■ **Tasks for this exercise**
**1)** In the essay on thought control in the media and in dystopian novels, what is the name of the process through which children are decanted in Huxley's novel?
**2)** Continue the essay on thought control in the media and in dystopian novels from the point where it stops.

■ **Excerpted text**
In the second article, titled “Science Finds God” I found this quote…

“‘ Why is there something, rather than nothing?’ Sandage began to despair of answering such questions through reason alone, and so, at 50, he willed himself to accept God."(Newsweek — July 20, 1998, “Science Finds God” by Sharon Begley)

I was drawn to this article simply by the title. This article could have a magnanimous effect on society if all the media sources in the world would have ran this article with that title. Science is the last frontier to keeping religion separate from state. Although this article was simply about how an astronomer changed his views on life because of science, just a quick look at the cover might spark the idea that science can prove there is a god. In both of these articles, there are countless examples of thought control. People want to be lead. Media is the tool that people use to change thoughts.

The primary similarities between Aldous Huxley’s “Brave New World” and George Orwell “1984″ is thought control. In 1984 the government is in a transitional phase, working to control everyone’s thoughts. Huxley’s novel picks up where Orwell’s left off, the government is already past this transitional phase, and they already have begun to control people’s thoughts through a process called conditioning. In Huxley’s novel children are no longer raised by their birth parents. Instead, children are decanted through something called Bokanovsky’s process. Starting at infancy, children are “conditioned” to think and act in accordance with their social class.

■ **Material shown**
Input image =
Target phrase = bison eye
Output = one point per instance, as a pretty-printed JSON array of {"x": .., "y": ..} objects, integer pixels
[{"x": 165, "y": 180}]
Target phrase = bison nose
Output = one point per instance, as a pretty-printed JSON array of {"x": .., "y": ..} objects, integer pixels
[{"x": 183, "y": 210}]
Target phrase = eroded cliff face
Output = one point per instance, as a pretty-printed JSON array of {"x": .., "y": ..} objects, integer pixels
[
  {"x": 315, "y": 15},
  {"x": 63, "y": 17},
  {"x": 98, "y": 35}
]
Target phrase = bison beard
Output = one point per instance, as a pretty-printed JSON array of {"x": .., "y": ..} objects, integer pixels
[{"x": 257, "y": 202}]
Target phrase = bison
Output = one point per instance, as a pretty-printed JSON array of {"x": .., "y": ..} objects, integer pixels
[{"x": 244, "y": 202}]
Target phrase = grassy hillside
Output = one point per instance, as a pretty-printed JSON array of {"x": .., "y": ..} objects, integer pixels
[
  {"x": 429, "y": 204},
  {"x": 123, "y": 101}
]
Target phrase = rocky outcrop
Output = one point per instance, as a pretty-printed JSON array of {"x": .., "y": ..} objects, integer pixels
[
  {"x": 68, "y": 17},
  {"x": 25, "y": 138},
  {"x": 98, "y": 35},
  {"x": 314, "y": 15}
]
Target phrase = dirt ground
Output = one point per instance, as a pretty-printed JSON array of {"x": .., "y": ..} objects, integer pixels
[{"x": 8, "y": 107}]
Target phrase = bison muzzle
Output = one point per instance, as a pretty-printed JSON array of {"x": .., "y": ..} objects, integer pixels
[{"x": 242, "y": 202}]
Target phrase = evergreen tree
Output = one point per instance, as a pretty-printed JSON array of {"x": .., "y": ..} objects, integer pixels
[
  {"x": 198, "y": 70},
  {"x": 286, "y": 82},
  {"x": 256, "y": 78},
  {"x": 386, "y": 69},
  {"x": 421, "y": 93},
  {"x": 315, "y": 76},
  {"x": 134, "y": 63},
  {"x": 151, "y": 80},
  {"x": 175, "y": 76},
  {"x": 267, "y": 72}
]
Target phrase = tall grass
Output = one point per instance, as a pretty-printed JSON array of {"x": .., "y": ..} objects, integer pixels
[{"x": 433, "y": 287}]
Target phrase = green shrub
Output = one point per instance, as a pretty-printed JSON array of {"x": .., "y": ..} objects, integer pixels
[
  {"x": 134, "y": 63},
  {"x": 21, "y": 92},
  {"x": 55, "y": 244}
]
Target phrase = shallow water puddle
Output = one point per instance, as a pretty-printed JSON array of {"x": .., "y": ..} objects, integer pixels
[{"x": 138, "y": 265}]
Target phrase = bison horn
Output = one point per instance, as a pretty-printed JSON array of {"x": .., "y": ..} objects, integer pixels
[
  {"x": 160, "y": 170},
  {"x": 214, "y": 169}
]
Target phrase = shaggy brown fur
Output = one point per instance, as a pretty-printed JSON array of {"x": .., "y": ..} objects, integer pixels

■ **Written responses**
**1)** Bokanovsky's process.

**2)**
“All conditioning aims at that: making people like their unescapable social destiny.” (Page 15, “Brave New World")

In Huxley’s novel conditioning is much more extreme in our culture, although there are uncanny similarities between the two. Huxley gives countless examples of social perversion in his book. From excessive need for soma to the societal eroticism, we can see that the world is nearly upside down. Although if you compare our generation’s beliefs to the beliefs of Huxley’s generation, you can clearly see that our world might look to them as “Brave New World” looks to us.

“The best utopian — Or anti-utopian — fiction is not really about the future; it is an indirect [or perverted] view of the present.” (Frank N. Magil, author of “Masterplots")

Through the use of media our generation is being conditioned on how to think. Television media has unlimited examples of violence, sex, and drugs. “Brave New World” is just a perverted view of the present.

“A gramme in time saves nine… Remember, on cubic centimetre cures ten gloomy sentiments… A gramme is always better than a damn,” (Page 89, 90)

These are the most specific example of how repetitious conditioning works. In “Brave New World", soma, a drug taken for sadness, is the most common cure for any of life’s problems. Here Lenina Crowne is insisting that Bernard Marx take soma because he appears to be depressed (unheard of in their society). Lenina was conditioned to crave soma whenever she was feeling even the slightest amount of sadness. In our society we receive very similar messages. With the constant repetition and over exposure to desensitizing television our generation is blind to our problems!

“higher rates of television viewing are correlated with increased tobacco usage, increased alcohol intake and younger onset of sexual activity. ("Facts About Media Violence.” American Medical Association, 1996.)

The media is the wax that incorporates itself between the cracks of our minds. I am not saying we cannot control our thoughts just that we don’ t make the effort to.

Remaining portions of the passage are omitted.